▶ **DOCUMENT EXTRACT**

— start —

In this second installment of the Battling Ropes® series, we are going to progress deeper into the training. I’ll introduce some new exercises and progressions to advance the velocity segment of the system and provide some guidelines and suggestions on starting to incorporate the Battling Ropes concepts into a successful program. The first installment, Battling Ropes® 101, gives you a basic introduction to the system along with beginning velocity exercises and basic sample workouts.

Learning Objectives:

  1. Learn more advanced movements and progressions for the exercises in the Battling Ropes velocity system to continue challenging your clients as they improve.
  2. Understand how and when to implement these progressions.
  3. Apply the concepts of the velocity system to create programming for different fitness and training goals using the included sample workouts as examples.

Most people are at least familiar with the velocity segment of the Battling Ropes system, and though there are some elements of exercise variables, cueing, positions, or movements that can be refined and improved, the basics of velocity training are widely understood. All of these exercises have the same basic intention and outcome – to create an impulse on the rope that travels down the length of the rope toward the attachment point.

— end —

▶ **DATA EXTRACT**
— start —

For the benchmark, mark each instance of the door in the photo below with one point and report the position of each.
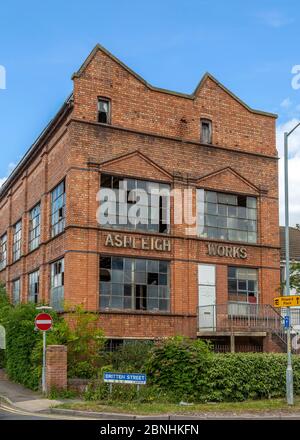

— end —

▶ **TASK**
Continue the Battling Ropes training text from the point where it stops.

▶ **EXERCISE RESULT**
The ropes can do almost anything the hands can do, providing an almost infinite number of velocity exercises while also encouraging creativity and a freedom of movement not often found in traditional training methods. This great variety in exercise selection is great to keep clients engaged and coming back for more. 

On top of this great variety of exercises lies one of the best qualities of Battling Ropes. The system has no limits. Each concept in the system has endless progressions that allow for continuous advancement in difficulty and challenge.  The ropes are simple to learn but tough to master – each time you are able to take your rope training to the next level, there is always another level for which to reach.

Programming Variables

How Do I Measure Volume and Intensity?

The most common question about rope training is how to implement the ropes into a training program, including measuring intensity and assigning training volume. With any tool, it’s important to know how to scale appropriately for each client as well as how to manipulate the training variables to increase the challenge as they make progress in their training.

When it comes to overall training volume, the ropes can be used as just one exercise in your program, or can be a complete workout on their own. As an example, I run a 45-minute ropes class in my studio! I do include other exercises in the workouts, but the entire class is centered on the ropes.

In Battling Ropes 101, I discussed using time as a way to monitor training for the velocity exercises. Another option is using cadence to measure intensity.  Count the number of waves created in a set time period. Maintain that pace to maintain intensity, and increase or decrease that pace to change intensity.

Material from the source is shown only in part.